___ Entries shown ___
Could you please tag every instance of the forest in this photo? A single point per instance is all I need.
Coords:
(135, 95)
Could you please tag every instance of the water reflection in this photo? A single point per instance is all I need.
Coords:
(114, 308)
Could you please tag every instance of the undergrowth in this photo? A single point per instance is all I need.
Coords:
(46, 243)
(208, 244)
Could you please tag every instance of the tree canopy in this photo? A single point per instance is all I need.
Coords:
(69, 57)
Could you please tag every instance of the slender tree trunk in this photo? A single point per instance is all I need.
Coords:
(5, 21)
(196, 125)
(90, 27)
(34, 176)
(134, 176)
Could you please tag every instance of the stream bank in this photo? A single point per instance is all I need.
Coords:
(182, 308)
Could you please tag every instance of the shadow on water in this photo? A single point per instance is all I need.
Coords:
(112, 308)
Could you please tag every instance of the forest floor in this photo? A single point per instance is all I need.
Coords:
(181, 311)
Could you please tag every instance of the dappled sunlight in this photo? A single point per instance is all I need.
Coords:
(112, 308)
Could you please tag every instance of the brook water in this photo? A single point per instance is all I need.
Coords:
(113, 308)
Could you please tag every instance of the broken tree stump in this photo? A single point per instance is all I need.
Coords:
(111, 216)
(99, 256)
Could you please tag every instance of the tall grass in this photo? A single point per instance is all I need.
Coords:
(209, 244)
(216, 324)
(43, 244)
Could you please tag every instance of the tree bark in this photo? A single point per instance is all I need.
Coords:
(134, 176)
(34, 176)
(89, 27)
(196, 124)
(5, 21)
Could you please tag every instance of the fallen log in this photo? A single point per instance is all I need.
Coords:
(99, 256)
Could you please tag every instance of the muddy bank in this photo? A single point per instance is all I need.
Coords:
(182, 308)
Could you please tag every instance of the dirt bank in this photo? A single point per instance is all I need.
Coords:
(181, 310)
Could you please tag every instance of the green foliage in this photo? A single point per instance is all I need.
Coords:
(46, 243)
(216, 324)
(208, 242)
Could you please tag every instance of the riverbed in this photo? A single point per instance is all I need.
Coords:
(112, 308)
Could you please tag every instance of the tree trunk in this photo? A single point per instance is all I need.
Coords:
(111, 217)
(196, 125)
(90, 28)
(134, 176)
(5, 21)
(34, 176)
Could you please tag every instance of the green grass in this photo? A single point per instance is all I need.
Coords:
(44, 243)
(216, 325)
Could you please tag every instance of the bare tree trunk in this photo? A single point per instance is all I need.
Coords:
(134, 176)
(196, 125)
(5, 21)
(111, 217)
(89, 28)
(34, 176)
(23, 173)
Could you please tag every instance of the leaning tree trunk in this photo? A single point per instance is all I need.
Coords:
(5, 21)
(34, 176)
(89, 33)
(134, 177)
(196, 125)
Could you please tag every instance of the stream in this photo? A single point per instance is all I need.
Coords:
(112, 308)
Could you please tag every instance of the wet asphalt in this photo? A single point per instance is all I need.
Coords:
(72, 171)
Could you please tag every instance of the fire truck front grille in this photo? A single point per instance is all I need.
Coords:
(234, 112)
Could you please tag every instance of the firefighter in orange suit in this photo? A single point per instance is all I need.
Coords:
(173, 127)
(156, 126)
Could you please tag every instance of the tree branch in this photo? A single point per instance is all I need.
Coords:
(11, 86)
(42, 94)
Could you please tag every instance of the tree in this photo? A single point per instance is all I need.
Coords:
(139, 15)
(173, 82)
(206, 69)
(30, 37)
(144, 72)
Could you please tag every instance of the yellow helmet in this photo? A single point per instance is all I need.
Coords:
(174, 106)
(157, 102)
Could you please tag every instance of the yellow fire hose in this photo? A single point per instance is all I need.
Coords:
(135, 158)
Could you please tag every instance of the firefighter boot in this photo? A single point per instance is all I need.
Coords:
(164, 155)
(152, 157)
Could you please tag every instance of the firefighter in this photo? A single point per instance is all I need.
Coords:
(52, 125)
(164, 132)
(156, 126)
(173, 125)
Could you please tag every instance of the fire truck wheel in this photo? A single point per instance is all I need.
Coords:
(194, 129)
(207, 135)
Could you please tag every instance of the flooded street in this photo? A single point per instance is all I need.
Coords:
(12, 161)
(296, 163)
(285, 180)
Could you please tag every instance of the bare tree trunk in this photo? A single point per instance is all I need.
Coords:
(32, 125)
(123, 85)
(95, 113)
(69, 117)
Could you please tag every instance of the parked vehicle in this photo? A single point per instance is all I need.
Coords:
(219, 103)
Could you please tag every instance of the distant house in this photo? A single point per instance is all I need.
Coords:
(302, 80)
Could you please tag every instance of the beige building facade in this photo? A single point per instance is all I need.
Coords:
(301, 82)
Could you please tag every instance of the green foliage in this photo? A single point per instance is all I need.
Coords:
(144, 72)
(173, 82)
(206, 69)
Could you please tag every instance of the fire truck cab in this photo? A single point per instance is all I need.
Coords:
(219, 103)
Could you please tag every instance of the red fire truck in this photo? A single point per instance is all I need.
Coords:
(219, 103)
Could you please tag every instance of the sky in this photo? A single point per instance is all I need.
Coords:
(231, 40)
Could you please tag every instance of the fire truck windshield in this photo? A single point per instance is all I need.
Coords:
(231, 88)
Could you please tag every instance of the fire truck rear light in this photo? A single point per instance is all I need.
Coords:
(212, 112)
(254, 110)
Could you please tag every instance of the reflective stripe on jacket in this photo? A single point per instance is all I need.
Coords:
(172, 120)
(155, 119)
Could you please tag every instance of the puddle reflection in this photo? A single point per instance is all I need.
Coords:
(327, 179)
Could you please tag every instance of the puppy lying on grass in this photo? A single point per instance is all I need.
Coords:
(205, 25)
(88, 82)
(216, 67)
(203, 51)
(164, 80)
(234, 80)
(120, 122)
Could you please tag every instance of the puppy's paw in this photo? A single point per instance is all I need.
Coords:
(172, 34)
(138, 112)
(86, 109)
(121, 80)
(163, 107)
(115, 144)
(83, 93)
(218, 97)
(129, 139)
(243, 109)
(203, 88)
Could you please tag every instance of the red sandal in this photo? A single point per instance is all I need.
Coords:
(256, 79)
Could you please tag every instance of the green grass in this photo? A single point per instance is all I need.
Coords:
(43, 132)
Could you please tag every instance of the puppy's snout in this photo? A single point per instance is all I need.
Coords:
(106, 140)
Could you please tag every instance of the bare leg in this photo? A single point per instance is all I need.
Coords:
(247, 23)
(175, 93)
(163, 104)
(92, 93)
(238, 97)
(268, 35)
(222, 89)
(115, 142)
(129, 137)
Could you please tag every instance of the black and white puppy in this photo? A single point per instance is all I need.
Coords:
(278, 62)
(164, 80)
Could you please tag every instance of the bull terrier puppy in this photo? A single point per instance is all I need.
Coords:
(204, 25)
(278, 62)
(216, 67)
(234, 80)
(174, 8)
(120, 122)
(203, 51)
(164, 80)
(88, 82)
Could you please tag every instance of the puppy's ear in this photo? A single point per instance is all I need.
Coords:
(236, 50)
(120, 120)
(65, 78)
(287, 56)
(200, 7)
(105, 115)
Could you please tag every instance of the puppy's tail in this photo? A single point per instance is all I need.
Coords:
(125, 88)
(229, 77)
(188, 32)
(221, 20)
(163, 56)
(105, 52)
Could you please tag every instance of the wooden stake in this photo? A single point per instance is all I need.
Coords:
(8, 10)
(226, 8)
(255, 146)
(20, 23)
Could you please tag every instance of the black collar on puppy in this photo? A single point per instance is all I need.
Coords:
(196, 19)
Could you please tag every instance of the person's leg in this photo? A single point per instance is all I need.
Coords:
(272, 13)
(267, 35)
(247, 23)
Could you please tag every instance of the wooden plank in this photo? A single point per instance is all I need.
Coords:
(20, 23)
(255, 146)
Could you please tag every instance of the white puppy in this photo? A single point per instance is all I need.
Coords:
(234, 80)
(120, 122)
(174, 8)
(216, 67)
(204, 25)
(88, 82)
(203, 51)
___
___ Entries shown ___
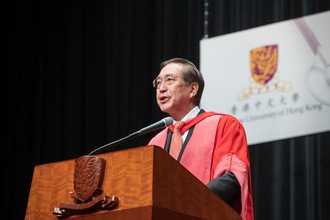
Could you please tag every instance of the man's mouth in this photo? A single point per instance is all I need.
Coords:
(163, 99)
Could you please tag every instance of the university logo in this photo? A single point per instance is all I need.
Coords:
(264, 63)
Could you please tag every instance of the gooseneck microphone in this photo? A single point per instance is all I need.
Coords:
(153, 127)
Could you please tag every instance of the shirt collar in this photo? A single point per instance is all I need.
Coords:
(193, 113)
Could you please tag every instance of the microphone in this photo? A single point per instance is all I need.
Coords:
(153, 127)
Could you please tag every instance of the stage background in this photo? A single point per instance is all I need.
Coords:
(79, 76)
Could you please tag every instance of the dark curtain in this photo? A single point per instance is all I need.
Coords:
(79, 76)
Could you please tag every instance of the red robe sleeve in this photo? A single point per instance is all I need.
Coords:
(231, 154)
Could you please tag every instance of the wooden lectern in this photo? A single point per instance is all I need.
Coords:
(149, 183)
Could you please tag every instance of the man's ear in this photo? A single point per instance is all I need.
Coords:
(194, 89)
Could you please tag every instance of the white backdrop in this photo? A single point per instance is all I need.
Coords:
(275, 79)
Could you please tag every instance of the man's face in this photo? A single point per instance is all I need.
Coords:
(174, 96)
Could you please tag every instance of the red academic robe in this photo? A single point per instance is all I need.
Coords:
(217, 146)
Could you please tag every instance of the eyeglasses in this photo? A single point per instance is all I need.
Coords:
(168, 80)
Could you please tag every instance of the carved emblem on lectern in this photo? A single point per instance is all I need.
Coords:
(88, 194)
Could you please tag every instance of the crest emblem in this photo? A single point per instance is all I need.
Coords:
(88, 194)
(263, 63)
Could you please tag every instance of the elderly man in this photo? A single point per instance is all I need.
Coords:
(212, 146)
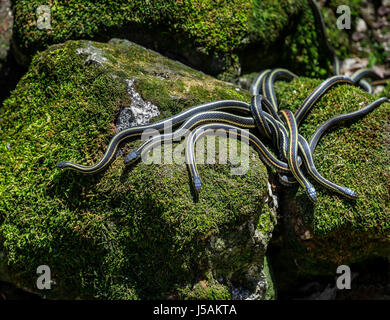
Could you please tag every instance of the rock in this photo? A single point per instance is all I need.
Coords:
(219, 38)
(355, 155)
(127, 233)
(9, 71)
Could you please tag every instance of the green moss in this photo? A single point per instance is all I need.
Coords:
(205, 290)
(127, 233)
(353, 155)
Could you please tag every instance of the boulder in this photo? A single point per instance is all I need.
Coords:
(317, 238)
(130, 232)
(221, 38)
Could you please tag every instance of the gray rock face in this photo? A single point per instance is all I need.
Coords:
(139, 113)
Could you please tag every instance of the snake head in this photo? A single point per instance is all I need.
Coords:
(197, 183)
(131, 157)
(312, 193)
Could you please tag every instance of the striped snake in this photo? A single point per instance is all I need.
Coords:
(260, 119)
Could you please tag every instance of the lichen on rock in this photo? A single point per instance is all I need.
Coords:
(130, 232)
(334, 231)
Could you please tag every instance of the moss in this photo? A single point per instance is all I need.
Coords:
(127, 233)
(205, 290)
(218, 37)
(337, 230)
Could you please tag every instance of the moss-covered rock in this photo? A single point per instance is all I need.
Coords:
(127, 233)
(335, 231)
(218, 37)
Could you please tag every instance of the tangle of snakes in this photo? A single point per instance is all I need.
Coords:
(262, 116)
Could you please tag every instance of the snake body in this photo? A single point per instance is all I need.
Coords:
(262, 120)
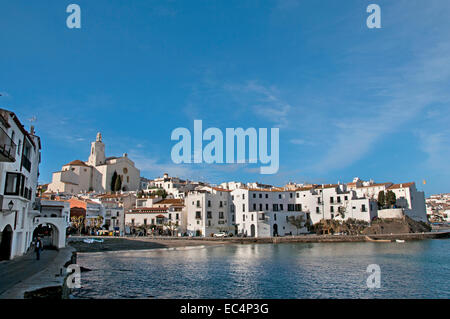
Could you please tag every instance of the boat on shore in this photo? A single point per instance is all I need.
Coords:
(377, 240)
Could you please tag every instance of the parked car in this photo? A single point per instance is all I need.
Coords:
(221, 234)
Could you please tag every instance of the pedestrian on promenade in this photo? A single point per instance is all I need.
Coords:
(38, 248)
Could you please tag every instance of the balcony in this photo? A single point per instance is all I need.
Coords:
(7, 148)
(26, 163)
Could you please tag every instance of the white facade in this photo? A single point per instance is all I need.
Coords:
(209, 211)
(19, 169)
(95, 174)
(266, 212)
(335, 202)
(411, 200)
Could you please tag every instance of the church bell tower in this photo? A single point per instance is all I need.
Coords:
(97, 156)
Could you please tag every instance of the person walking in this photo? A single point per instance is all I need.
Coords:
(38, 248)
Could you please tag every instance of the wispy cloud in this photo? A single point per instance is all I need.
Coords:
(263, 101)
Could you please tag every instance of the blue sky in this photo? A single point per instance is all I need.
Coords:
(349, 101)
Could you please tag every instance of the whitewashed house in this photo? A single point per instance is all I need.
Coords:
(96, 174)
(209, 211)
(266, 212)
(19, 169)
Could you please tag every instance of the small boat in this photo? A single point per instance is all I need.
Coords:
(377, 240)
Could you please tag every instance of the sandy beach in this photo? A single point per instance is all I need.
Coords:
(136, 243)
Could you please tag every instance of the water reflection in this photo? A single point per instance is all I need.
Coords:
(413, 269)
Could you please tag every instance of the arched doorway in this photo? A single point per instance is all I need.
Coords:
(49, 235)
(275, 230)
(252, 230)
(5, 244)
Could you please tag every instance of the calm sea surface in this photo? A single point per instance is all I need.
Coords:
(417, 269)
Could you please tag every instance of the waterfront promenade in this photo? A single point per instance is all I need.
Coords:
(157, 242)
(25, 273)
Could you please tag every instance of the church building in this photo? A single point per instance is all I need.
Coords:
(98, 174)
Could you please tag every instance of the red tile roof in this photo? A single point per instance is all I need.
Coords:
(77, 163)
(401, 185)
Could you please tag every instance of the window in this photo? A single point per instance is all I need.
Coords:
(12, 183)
___
**Exercise instructions**
Find every line in the records that holds the word "wooden", then state the count alone.

**Response**
3